In the records below, find the line holding "Target: baseball glove" and the line holding "Target: chimney pipe". Set down both, with every line between them, exactly.

Data extracts: Begin

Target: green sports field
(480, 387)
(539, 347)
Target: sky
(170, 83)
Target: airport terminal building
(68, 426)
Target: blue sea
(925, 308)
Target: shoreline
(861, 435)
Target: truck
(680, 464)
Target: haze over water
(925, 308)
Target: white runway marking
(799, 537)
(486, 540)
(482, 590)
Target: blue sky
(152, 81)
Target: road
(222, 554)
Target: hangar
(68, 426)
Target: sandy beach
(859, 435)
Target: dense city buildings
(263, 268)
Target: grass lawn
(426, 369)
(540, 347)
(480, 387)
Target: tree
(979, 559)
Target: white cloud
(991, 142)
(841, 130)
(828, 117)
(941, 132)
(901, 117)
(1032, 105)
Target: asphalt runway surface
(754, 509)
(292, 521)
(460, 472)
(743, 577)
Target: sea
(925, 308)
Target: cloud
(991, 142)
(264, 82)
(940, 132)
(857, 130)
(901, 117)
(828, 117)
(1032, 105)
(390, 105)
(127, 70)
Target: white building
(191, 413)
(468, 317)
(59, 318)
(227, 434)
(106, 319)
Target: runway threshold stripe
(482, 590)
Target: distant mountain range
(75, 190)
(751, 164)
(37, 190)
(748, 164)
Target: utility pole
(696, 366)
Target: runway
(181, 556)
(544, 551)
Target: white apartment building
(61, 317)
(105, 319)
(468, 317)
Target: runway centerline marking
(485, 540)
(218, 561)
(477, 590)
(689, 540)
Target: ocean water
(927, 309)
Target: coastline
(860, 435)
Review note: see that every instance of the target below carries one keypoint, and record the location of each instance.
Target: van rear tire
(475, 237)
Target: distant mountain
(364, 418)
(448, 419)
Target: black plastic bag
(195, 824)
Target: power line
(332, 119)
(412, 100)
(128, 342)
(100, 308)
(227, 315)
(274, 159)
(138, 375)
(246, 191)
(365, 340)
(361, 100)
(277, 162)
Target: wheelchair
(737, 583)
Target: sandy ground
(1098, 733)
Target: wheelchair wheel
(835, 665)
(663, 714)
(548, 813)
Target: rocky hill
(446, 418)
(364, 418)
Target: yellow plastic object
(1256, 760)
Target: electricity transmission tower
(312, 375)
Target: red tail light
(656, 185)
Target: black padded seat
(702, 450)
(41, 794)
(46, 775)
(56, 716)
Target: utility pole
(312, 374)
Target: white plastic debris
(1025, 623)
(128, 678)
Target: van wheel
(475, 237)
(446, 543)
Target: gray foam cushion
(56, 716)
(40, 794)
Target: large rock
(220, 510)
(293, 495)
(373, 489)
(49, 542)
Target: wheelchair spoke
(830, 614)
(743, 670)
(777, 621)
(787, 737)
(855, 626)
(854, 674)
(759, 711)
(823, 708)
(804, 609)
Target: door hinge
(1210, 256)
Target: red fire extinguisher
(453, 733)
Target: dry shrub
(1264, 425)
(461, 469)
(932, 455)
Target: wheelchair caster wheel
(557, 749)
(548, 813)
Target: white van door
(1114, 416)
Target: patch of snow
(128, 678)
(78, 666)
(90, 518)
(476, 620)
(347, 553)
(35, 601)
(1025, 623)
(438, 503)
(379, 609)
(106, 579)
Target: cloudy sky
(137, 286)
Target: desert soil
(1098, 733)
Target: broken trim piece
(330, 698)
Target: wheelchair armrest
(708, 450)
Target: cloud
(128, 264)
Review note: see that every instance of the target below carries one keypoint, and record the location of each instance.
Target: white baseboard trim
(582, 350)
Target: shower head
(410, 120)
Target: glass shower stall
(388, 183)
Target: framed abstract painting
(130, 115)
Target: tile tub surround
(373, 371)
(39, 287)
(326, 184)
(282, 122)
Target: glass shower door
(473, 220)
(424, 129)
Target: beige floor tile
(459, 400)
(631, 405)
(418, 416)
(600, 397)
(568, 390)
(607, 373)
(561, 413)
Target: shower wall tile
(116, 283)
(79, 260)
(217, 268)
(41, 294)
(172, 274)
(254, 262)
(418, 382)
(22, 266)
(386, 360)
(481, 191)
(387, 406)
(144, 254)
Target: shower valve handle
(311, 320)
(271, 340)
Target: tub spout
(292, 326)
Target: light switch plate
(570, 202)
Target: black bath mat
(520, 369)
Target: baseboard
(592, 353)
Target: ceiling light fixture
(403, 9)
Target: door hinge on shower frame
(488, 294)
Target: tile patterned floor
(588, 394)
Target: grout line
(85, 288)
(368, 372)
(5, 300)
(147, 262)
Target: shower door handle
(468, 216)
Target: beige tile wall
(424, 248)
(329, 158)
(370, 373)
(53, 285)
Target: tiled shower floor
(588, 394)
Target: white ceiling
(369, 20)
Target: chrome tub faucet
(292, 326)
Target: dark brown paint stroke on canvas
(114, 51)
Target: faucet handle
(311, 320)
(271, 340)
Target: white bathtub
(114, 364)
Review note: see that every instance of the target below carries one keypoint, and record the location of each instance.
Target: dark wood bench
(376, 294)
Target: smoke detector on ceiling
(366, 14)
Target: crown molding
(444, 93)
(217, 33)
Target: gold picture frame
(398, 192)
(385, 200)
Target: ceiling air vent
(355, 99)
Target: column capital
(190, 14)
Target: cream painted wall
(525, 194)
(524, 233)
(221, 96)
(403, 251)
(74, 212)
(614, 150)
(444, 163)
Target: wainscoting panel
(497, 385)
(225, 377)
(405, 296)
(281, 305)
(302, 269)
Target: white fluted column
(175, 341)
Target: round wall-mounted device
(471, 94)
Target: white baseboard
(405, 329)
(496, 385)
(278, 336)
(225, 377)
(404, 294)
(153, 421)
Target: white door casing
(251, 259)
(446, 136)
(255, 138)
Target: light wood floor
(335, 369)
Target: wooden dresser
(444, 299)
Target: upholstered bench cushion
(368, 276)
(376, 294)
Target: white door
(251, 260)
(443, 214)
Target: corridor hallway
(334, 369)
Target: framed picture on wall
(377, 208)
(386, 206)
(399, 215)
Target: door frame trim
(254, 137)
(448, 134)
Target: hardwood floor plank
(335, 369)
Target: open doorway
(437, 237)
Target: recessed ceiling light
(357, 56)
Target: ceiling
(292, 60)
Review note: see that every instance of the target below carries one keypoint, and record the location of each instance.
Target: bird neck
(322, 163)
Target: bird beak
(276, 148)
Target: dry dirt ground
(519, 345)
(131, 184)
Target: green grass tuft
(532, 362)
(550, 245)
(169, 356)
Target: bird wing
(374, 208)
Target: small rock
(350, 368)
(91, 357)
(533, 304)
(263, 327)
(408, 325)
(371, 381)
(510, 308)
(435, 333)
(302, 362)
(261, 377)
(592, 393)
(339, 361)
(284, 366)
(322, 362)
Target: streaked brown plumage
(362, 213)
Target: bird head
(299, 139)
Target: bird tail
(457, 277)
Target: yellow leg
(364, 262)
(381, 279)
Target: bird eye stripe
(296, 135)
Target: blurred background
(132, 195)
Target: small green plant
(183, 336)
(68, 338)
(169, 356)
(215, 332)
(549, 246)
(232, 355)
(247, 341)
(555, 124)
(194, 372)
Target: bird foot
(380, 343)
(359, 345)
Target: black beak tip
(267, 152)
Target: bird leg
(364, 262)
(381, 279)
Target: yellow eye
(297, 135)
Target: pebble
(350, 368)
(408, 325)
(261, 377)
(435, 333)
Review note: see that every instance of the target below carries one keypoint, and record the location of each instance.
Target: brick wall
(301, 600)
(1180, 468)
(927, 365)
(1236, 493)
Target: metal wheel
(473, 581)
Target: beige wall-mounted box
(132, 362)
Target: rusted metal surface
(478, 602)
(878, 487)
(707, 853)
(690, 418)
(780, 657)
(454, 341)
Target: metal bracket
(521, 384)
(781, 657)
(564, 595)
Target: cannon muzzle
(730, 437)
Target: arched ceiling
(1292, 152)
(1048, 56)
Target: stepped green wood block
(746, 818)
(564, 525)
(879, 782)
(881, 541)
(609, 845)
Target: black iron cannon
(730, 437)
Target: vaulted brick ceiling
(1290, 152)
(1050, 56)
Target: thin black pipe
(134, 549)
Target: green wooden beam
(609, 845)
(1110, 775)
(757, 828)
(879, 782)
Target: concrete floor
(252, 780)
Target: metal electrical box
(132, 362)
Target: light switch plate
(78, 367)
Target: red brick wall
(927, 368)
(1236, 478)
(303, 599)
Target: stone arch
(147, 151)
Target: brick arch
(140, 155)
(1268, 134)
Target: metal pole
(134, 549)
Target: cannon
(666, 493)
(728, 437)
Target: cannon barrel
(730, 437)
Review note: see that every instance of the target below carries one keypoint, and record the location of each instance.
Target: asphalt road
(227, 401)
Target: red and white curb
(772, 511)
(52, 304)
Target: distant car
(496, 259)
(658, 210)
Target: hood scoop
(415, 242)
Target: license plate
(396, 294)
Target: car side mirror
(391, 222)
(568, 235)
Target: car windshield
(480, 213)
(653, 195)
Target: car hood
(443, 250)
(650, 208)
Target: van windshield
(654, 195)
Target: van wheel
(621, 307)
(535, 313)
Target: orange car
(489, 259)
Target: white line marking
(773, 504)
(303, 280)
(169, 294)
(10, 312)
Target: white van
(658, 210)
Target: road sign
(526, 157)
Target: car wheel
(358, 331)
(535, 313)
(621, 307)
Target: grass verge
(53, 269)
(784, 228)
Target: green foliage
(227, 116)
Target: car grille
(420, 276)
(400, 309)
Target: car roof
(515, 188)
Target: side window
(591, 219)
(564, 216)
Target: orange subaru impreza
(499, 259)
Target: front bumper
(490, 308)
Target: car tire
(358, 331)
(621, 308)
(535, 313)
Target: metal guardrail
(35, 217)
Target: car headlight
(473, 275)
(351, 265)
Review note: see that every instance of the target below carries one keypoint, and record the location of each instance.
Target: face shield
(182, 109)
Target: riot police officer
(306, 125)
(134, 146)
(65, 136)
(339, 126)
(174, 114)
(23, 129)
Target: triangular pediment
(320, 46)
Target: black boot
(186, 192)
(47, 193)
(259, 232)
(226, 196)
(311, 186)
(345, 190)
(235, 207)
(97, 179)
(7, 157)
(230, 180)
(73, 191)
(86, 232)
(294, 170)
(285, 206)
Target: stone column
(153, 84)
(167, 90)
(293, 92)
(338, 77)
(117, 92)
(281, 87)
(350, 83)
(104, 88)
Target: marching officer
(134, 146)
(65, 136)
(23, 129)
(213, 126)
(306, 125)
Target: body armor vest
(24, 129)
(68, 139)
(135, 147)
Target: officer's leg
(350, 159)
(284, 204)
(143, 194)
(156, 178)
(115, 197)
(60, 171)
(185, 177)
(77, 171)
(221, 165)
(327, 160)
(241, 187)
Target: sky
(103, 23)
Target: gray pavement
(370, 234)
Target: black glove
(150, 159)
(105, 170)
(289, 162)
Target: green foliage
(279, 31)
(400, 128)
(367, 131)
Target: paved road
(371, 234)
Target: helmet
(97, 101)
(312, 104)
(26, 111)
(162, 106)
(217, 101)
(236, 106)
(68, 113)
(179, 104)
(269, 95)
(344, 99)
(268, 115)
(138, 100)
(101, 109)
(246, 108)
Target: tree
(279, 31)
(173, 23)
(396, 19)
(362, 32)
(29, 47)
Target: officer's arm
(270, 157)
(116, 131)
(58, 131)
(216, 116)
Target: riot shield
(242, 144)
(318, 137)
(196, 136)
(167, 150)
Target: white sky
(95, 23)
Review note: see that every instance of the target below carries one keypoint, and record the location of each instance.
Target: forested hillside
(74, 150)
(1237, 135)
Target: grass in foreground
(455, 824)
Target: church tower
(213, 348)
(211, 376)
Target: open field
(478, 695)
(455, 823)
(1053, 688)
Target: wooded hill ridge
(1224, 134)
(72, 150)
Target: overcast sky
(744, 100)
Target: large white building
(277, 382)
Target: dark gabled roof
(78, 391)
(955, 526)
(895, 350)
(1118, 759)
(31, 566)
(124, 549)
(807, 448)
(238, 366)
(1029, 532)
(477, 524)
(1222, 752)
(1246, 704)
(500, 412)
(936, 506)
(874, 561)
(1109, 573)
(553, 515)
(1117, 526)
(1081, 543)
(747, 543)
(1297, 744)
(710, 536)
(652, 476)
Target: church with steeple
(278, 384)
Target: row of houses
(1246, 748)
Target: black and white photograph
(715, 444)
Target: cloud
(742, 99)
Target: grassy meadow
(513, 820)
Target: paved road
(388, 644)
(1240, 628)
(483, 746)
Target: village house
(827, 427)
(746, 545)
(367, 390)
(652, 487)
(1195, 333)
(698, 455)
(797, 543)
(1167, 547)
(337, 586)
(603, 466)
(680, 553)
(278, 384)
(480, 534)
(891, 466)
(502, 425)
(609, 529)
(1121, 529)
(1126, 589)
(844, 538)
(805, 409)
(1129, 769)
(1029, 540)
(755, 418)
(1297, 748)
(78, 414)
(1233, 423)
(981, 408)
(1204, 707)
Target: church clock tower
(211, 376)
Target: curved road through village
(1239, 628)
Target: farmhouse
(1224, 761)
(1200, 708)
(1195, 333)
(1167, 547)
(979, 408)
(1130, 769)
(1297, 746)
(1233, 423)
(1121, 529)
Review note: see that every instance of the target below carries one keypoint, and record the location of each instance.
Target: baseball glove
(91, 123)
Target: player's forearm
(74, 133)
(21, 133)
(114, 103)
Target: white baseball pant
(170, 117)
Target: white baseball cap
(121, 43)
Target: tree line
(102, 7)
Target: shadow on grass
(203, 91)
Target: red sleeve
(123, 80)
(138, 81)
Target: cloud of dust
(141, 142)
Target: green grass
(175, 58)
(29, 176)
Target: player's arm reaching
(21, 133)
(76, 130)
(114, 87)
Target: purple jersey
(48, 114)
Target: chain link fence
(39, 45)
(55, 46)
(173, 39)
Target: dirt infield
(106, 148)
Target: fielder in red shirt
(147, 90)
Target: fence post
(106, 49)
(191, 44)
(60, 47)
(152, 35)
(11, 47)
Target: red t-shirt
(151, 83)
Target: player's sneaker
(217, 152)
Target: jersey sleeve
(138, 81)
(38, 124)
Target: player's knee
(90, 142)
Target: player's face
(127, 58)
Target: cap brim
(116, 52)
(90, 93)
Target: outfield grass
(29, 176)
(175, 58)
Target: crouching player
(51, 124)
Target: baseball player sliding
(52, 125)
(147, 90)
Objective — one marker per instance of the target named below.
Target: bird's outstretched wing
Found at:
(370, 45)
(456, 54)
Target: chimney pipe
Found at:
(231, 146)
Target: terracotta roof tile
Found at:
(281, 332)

Data extracts: End

Response to this task:
Target: baseball glove
(91, 123)
Target: player's forearm
(74, 133)
(21, 133)
(114, 103)
Target: white baseball pant
(170, 117)
Target: white baseball cap
(121, 43)
Target: tree line
(102, 7)
Target: shadow on grass
(203, 91)
Target: red sleeve
(123, 80)
(138, 81)
Target: cloud of dust
(141, 142)
Target: green grass
(175, 58)
(29, 176)
Target: player's arm reaching
(21, 133)
(76, 130)
(114, 87)
Target: purple jersey
(48, 114)
Target: chain link fence
(39, 45)
(55, 46)
(173, 39)
Target: dirt infield
(106, 148)
Target: fielder in red shirt
(147, 90)
Target: fence post
(106, 49)
(191, 44)
(60, 47)
(152, 35)
(11, 47)
Target: red t-shirt
(151, 83)
Target: player's sneaker
(217, 152)
Target: jersey sleeve
(138, 81)
(38, 124)
Target: player's knee
(90, 142)
Target: player's face
(127, 58)
Target: cap brim
(116, 52)
(90, 93)
Target: outfield grass
(29, 176)
(175, 58)
Target: crouching player
(51, 124)
Target: baseball player sliding
(52, 125)
(147, 90)
Objective — one marker per instance of the target named below.
Target: bird's outstretched wing
Found at:
(370, 45)
(456, 54)
Target: chimney pipe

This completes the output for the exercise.